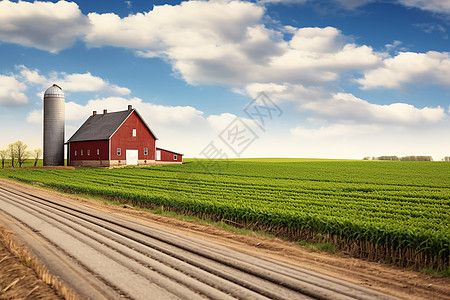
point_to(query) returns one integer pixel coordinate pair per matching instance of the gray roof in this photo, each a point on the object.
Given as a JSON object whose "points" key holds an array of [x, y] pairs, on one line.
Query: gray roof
{"points": [[103, 126]]}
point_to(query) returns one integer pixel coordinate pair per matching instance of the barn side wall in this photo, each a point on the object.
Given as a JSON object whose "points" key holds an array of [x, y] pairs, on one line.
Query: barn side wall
{"points": [[89, 157], [167, 156], [123, 138]]}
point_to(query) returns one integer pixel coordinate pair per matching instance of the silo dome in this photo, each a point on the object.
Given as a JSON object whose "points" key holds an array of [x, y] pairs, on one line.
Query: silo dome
{"points": [[54, 91], [54, 119]]}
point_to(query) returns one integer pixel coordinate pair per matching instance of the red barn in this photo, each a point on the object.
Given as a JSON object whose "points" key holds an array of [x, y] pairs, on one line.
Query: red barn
{"points": [[116, 139]]}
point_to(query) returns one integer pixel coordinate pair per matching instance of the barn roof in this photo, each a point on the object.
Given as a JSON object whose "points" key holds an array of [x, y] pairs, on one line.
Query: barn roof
{"points": [[103, 126]]}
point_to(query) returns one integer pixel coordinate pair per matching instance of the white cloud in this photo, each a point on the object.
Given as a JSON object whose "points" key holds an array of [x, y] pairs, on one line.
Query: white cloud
{"points": [[437, 6], [35, 117], [12, 92], [74, 82], [409, 67], [225, 43], [335, 130], [344, 106], [339, 106], [43, 25], [86, 82], [31, 76]]}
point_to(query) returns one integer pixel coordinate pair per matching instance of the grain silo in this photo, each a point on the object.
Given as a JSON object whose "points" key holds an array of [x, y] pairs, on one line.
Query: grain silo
{"points": [[54, 115]]}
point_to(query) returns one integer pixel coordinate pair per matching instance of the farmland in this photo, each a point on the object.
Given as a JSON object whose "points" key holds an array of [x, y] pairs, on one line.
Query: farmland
{"points": [[389, 211]]}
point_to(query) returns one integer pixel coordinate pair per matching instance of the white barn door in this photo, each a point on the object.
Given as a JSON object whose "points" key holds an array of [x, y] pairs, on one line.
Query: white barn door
{"points": [[132, 157]]}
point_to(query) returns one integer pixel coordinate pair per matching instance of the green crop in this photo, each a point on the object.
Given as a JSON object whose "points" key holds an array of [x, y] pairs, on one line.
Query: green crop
{"points": [[398, 205]]}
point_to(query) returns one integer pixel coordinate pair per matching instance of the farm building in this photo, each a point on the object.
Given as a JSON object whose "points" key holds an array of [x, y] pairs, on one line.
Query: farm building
{"points": [[117, 139]]}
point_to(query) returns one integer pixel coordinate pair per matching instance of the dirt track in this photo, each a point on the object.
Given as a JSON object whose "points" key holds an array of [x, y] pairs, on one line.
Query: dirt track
{"points": [[389, 280]]}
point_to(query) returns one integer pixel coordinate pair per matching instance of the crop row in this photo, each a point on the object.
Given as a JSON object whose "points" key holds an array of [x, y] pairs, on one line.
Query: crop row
{"points": [[389, 212]]}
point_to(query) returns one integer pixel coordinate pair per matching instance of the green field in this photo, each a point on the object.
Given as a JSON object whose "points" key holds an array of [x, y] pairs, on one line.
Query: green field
{"points": [[392, 211]]}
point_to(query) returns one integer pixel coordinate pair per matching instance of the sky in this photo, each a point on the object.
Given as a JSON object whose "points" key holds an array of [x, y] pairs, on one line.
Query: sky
{"points": [[217, 79]]}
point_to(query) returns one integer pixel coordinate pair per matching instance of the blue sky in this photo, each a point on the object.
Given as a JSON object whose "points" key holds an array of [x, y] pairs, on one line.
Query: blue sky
{"points": [[341, 79]]}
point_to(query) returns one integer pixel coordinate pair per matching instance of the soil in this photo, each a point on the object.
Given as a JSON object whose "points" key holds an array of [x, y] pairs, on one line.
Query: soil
{"points": [[17, 280], [388, 279]]}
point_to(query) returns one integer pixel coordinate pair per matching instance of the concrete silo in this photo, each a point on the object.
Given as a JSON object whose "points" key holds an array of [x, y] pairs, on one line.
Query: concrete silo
{"points": [[54, 115]]}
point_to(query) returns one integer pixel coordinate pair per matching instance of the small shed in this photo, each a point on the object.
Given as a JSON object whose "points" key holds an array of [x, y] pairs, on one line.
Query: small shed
{"points": [[114, 139]]}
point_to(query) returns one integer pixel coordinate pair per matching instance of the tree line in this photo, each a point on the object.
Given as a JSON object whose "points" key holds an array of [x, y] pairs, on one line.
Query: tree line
{"points": [[17, 153]]}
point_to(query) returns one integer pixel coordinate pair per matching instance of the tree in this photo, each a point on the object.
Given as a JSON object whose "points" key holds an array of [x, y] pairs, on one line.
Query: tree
{"points": [[37, 153], [3, 157], [21, 152]]}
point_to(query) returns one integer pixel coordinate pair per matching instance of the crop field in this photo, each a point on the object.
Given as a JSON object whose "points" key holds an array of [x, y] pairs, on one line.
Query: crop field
{"points": [[396, 212]]}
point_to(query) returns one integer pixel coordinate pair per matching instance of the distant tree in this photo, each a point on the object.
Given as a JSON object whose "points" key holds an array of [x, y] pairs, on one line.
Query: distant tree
{"points": [[12, 154], [417, 158], [37, 153], [3, 157], [21, 153]]}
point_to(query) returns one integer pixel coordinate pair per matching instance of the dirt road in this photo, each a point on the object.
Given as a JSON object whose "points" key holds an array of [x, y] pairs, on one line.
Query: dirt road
{"points": [[114, 252]]}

Task instructions: Please repeat the records above exactly, leaving every picture out.

Answer section:
point_to(query) returns one integer pixel coordinate pair per matching instance of the gray roof in this photo, each a point on the object.
Given as a JSON object whose "points" key holds an array of [x, y] pairs, on one line.
Query: gray roof
{"points": [[103, 126]]}
point_to(query) returns one integer pixel coordinate pair per matching instance of the barn side wall in this photo, each a point on the object.
Given as a JSON object whose "points" key holds an array of [x, y] pairs, on one line.
Query: barn side wall
{"points": [[89, 157], [167, 156], [123, 138]]}
point_to(query) returns one integer pixel coordinate pair per matching instance of the silo dome in this photo, each a point on the object.
Given as a JSON object whose "points" key holds an array of [x, y] pairs, on one line.
Query: silo dome
{"points": [[54, 91], [54, 119]]}
point_to(query) returns one integer pixel coordinate pair per matching instance of the red barn in this photo, each a point on the object.
Given as a JSON object whose "points" key holds an array of [x, y] pairs, on one line.
Query: red barn
{"points": [[116, 139]]}
point_to(query) returns one integer pixel coordinate pair per matching instance of the barn roof in this photo, each a point on the object.
Given as a JSON object whose "points" key holds an array of [x, y] pairs, on one line.
Query: barn roof
{"points": [[103, 126]]}
point_to(query) returns one integer pixel coordinate pair per matching instance of the white cloud in this photo, each a point on the object.
Given as a JSON object whose "points" key holds an array of [x, y] pairs, on one line.
Query: white cloud
{"points": [[437, 6], [35, 117], [12, 92], [74, 82], [409, 67], [225, 43], [335, 130], [344, 106], [339, 106], [43, 25], [86, 82], [31, 76]]}
point_to(query) returns one integer pixel coordinate pair per matching instance of the grain silo in this photo, each a point on the object.
Given as a JSON object whose "points" key holds an array of [x, y] pairs, on one line.
Query: grain silo
{"points": [[54, 115]]}
point_to(query) returns one integer pixel coordinate pair per matching instance of the farmland in this photo, each a point on the object.
Given as a JSON object whose "points" key holds an array of [x, y] pairs, on one line.
Query: farmland
{"points": [[389, 211]]}
point_to(query) returns one integer pixel coordinate pair per matching instance of the white barn door in this photo, each a point on the object.
Given as a JSON object whose "points" key holds an array of [x, y] pairs, on one line.
Query: white barn door
{"points": [[132, 157]]}
point_to(query) returns one integer pixel coordinate pair per matching instance of the green crop in this photo, each a point on the object.
Given as a JSON object whose "points" key holds an array of [x, y] pairs, on one line.
Query: green crop
{"points": [[398, 205]]}
point_to(query) returns one integer pixel coordinate pair per matching instance of the farm building in this photo, each a point on the object.
Given as a JSON object whose "points" key holds an array of [x, y] pairs, on one line.
Query: farm building
{"points": [[117, 139]]}
point_to(query) returns one integer pixel coordinate pair per matching instance of the dirt track in this photo, each a point on the object.
Given as a JSON object whose "points" key holds an array of [x, y] pairs, on one line.
Query: dirt track
{"points": [[389, 280]]}
point_to(query) returns one integer pixel coordinate pair per matching instance of the crop row in this photo, each a point on the object.
Given as a JSON object whose "points" key holds an array of [x, y] pairs, on one line.
Query: crop row
{"points": [[389, 212]]}
point_to(query) returns one integer pixel coordinate pair per matching instance of the green field in this photo, each a point on the object.
Given as a JSON object whose "points" key holds an array of [x, y] pairs, on one line.
Query: green field
{"points": [[392, 211]]}
point_to(query) returns one integer pixel coordinate pair per matching instance of the sky in this photo, each a point on the object.
Given as a JSON object whose "points" key holds an array of [x, y] pairs, on one line.
Query: sky
{"points": [[217, 79]]}
point_to(query) returns one integer pixel coordinate pair per matching instance of the blue sky in this photo, each a point on the object.
Given as a JSON object whose "points" key holds an array of [x, y] pairs, on one line.
Query: blue sky
{"points": [[341, 79]]}
point_to(query) returns one integer pixel coordinate pair per matching instance of the soil in this photo, each a point on the object.
Given as a JSON object whose "points" key holds an array of [x, y] pairs, on one line.
Query: soil
{"points": [[17, 280], [388, 279]]}
point_to(query) returns one integer pixel coordinate pair per matching instance of the concrete silo in this photo, each a point on the object.
Given as a JSON object whose "points" key holds an array of [x, y] pairs, on one line.
Query: concrete silo
{"points": [[54, 115]]}
point_to(query) returns one integer pixel coordinate pair per matching instance of the small shed in this photo, each a point on the object.
Given as a JSON object whose "points" key holds an array of [x, y] pairs, on one line.
Query: small shed
{"points": [[114, 139]]}
point_to(query) returns one integer pixel coordinate pair per matching instance of the tree line in this photo, each a point on the object.
Given as a JSON object whose "points" key holds an array of [x, y] pairs, on one line.
Query: tree line
{"points": [[17, 153]]}
point_to(query) returns one integer pixel coordinate pair per matching instance of the tree in this photo, each a point on the object.
Given as a JSON object whose "points" key holds an array of [x, y] pairs, on one line.
Query: tree
{"points": [[37, 153], [3, 157], [21, 152]]}
point_to(query) returns one integer pixel coordinate pair per matching instance of the crop field in this photo, each a point on the object.
Given as a JSON object whose "points" key holds an array of [x, y] pairs, on one line.
Query: crop field
{"points": [[396, 212]]}
point_to(query) returns one integer pixel coordinate pair per matching instance of the distant tree in this photo, each a point on the object.
Given as a JSON object whose "points" key holds an array of [x, y] pairs, on one line.
Query: distant tree
{"points": [[12, 154], [417, 158], [37, 153], [3, 157], [21, 153]]}
point_to(query) returns one integer pixel coordinate pair per matching instance of the dirt road in this photo, each a point on the object.
Given as a JSON object whose "points" key holds an array of [x, y] pairs, on one line.
Query: dirt road
{"points": [[114, 252]]}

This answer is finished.